▸ **EXCERPTED PASSAGE**:

June 21st, 2010
My almost-five-year-old daughter knocked over her glass of milk the other night at dinner. The result? A small puddle of milk on and under our kitchen table otherwise known as spilled milk. My wife’s and my reactions? “Oops. You spilled your milk. Oh well, accidents happen. Let’s clean it up.” With nothing more than a few rags, the spill was “contained” and no damage to our home occurred. As the saying goes, not worth crying over spilled milk.
Now compare my daughter’s milk spill to the massive economic and environmental catastrophe in the Gulf of Mexico known as the BP oil “spill.” Almost two months after the explosion on the Deepwater Horizon drilling rig, oil is still pouring out of the still uncapped well. Do you notice the absurdity here? Unlike the milk spill, this is one spill worth crying over. And our national reaction? Not the same as that over the spilled milk. Definitely not “Oh well, accidents happen.” How about shock, anger, frustration, and despair?
As someone whose work is based on the use — and power — of words, I have been amazed and appalled at the ongoing use of the word spill to describe what is, in reality, the antithesis of a spill as we normally think of it. What word better describes the yet-to-be-halted flow of millions upon millions of gallons of oil into the Gulf waters that support marine life, the fishing industry, and tourism? How about gusher, torrent, outpouring, spewing, or deluge for starters.

▸ **SHORT EXERCISE**:
Copy everything in the spilled-milk essay from "Now compare my" down to "frustration, and despair?". The entries after this text aren't needed for anything here.

▸ **INFORMATION PROVIDED**:
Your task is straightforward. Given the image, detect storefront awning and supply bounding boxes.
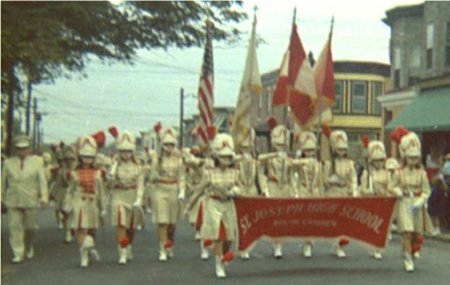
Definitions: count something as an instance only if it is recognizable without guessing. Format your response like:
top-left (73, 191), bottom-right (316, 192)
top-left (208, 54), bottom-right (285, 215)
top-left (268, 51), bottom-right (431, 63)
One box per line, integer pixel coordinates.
top-left (385, 88), bottom-right (450, 133)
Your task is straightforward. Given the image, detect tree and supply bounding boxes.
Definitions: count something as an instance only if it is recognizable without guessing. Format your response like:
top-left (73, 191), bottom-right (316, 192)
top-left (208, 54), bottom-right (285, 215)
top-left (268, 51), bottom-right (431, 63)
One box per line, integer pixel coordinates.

▸ **TASK ANSWER**:
Now compare my daughter’s milk spill to the massive economic and environmental catastrophe in the Gulf of Mexico known as the BP oil “spill.” Almost two months after the explosion on the Deepwater Horizon drilling rig, oil is still pouring out of the still uncapped well. Do you notice the absurdity here? Unlike the milk spill, this is one spill worth crying over. And our national reaction? Not the same as that over the spilled milk. Definitely not “Oh well, accidents happen.” How about shock, anger, frustration, and despair?